— start Source —
Caterpillar

题意翻译

## 题目描述 一个毛毛虫定义为 一个无向联通无环图上 存在一条路径 $p$ 使得任意一个节点距离 $p$ 的距离至多为 $1$ 。 毛毛虫可以包含自环 ( 一条从一个顶点连向自己的边 ),但是不可以包含重边。 这个图片是一个毛毛虫的例子: ![](https://cdn.luogu.com.cn/upload/vjudge_pic/CF51F/c75bb54dfb4fc3a4d0709384b3d4f7a809015076.png) 现在你有一张无向图 $G$ 。你被允许做一些合并操作。 每次操作将两个顶点合并成一个顶点 。 每次选择任意两个顶点 $a ,b (a≠b)$ , 这些顶点以及它们的边 ( 至少连接着 $a,b$ 中一个点的边 ) 将被删除 ,而后顶点 $w$ 会被加入,以及对于每条边 $(x,a),(x,b)$ 都会有新边 $( x,w)$ 加入 。 如果有一条边 $(a,b)$ 它会被转换成自环 $(w,w)$ 。 得到的图 ( 操作结束后 ) 可能会有重边。我们注意到这个操作减少了 $1$ 个顶点 ,却没有改变边的数量。 合并操作可以简单的描述为 将图中两个顶点合并为图中的一个顶点并继承原来所有的边。 你可以连续地使用合并操作,从而将给定的图转变成一个毛毛虫。 编写一个程序,这个程序将要输出这张图转变成一个毛毛虫的最少操作次数。 ## 输入格式 第一行包含两个正整数 $ n,m (1<=n<=2000,1<=m<=10^5)$, $n$ 代表了图中顶点的数量,而 $m$ 则代表了边的数量。 接下来 $m$ 行描述了边的信息 , 每行一条。 每行包含了一对整数 $a_i,b_i(1<=a_i,b_i<=n,a_i≠b_i) $ ,表示 点间的边。 顶点从 $1$ 到 $n$ 编号。 给出的图保证任意两点间不会有多条边。 给出的图不一定联通。 ## 输出格式 输出操作次数的最小值。
— end Source —
Problem description: Reproduce the problem statement again, everything from "## 题目描述 一个毛毛虫定义为" down to "## 输出格式 输出操作次数的最小值。", swapping in "结点" for each "顶点".
— start Record set —
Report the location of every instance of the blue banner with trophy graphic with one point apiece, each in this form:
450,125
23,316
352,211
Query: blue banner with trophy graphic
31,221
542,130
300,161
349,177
— end Record set —
Written response:
## 题目描述 一个毛毛虫定义为 一个无向联通无环图上 存在一条路径 $p$ 使得任意一个节点距离 $p$ 的距离至多为 $1$ 。 毛毛虫可以包含自环 ( 一条从一个结点连向自己的边 ),但是不可以包含重边。 这个图片是一个毛毛虫的例子: ![](https://cdn.luogu.com.cn/upload/vjudge_pic/CF51F/c75bb54dfb4fc3a4d0709384b3d4f7a809015076.png) 现在你有一张无向图 $G$ 。你被允许做一些合并操作。 每次操作将两个结点合并成一个结点 。 每次选择任意两个结点 $a ,b (a≠b)$ , 这些结点以及它们的边 ( 至少连接着 $a,b$ 中一个点的边 ) 将被删除 ,而后结点 $w$ 会被加入,以及对于每条边 $(x,a),(x,b)$ 都会有新边 $( x,w)$ 加入 。 如果有一条边 $(a,b)$ 它会被转换成自环 $(w,w)$ 。 得到的图 ( 操作结束后 ) 可能会有重边。我们注意到这个操作减少了 $1$ 个结点 ,却没有改变边的数量。 合并操作可以简单的描述为 将图中两个结点合并为图中的一个结点并继承原来所有的边。 你可以连续地使用合并操作,从而将给定的图转变成一个毛毛虫。 编写一个程序,这个程序将要输出这张图转变成一个毛毛虫的最少操作次数。 ## 输入格式 第一行包含两个正整数 $ n,m (1<=n<=2000,1<=m<=10^5)$, $n$ 代表了图中结点的数量,而 $m$ 则代表了边的数量。 接下来 $m$ 行描述了边的信息 , 每行一条。 每行包含了一对整数 $a_i,b_i(1<=a_i,b_i<=n,a_i≠b_i) $ ,表示 点间的边。 结点从 $1$ 到 $n$ 编号。 给出的图保证任意两点间不会有多条边。 给出的图不一定联通。 ## 输出格式 输出操作次数的最小值。